TAREFAS:
1. Por favor, reproduza tudo do artigo sobre a escola do futuro, desde "Penso que as" até "atentos a eles.".
2. De acordo com o artigo sobre a escola do futuro, em quantos meses a natureza estipulou o período da gestação?

TRECHO:
┏━━

A Semana - Opiniões
Educar em Rede
A Escola do Futuro já está sendo gestada
Gestação, de acordo com o dicionário Aurélio, pode ser definida como o “tempo decorrido da concepção até o nascimento” ou, de forma mais abreviada, como “gravidez”. Se quisermos ir um pouco além daquilo que o dicionário nos explica, podemos pensar em gestação de uma forma mais idílica e romântica, entendendo-a como os poetas, que a pensam como um acontecimento mágico, surgido a partir de um ato de amor e percebido como uma luz que se projeta no horizonte, no futuro...
Penso que as duas definições são complementares e igualmente importantes para a compreensão que precisamos ter da escola do futuro, que como disse no subtítulo deste artigo, “já está sendo gestada”.
A primeira, mais técnica e precisa, retirada do dicionário, dá para todos nós uma medida precisa, estabelece um parâmetro necessário ao qual todos devemos nos ater, mas que muitas vezes relegamos a segundo ou terceiro plano. Ao estipular que a gestação equivale a um período de tempo, estabelece que temos prazos e que, como tal, devemos estar atentos a eles.
Se, no que tange a gravidez propriamente dita, a natureza estipulou em nove meses o período da gestação, no que se refere à educação, não há certezas, reinam as indefinições. Ainda que as leis sejam os referenciais obrigatórios aos quais devemos nos ater, e que nelas se estabeleçam prazos, estes dados são apenas acessórios aos olhos daqueles que devem implementar as mudanças necessárias para melhorar a educação no país.

┗━━

Linhas de um conjunto de dados de apontamento

┏━━

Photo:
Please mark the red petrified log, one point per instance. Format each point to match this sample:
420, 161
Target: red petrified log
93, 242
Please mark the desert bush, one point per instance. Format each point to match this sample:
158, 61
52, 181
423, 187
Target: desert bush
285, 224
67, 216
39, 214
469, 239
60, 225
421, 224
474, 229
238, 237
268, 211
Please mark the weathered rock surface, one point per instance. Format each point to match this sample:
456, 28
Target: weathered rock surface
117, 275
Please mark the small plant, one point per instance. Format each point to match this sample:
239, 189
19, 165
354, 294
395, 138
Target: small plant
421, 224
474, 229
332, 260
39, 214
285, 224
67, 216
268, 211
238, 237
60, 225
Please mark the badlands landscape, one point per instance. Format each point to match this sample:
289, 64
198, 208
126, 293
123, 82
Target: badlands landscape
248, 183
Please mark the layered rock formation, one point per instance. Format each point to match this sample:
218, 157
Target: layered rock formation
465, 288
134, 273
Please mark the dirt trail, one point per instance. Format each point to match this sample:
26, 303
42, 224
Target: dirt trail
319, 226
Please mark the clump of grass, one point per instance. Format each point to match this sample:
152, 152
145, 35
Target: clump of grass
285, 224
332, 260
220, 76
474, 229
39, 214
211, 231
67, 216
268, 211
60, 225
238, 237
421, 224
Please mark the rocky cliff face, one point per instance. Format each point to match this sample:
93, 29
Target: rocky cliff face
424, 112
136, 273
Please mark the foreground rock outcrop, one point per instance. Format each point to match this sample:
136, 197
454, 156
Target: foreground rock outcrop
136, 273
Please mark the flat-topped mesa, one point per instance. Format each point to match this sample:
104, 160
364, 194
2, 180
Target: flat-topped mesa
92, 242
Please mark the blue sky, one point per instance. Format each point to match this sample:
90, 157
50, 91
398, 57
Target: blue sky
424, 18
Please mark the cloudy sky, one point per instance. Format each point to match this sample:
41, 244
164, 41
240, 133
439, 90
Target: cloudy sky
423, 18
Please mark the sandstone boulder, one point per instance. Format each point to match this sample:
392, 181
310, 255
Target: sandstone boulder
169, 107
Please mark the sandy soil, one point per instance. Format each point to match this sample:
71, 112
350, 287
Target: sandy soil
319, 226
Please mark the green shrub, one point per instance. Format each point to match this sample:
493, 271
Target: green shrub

┗━━

RESPOSTAS:
1.
Penso que as duas definições são complementares e igualmente importantes para a compreensão que precisamos ter da escola do futuro, que como disse no subtítulo deste artigo, “já está sendo gestada”.
A primeira, mais técnica e precisa, retirada do dicionário, dá para todos nós uma medida precisa, estabelece um parâmetro necessário ao qual todos devemos nos ater, mas que muitas vezes relegamos a segundo ou terceiro plano. Ao estipular que a gestação equivale a um período de tempo, estabelece que temos prazos e que, como tal, devemos estar atentos a eles.

2. Em nove meses.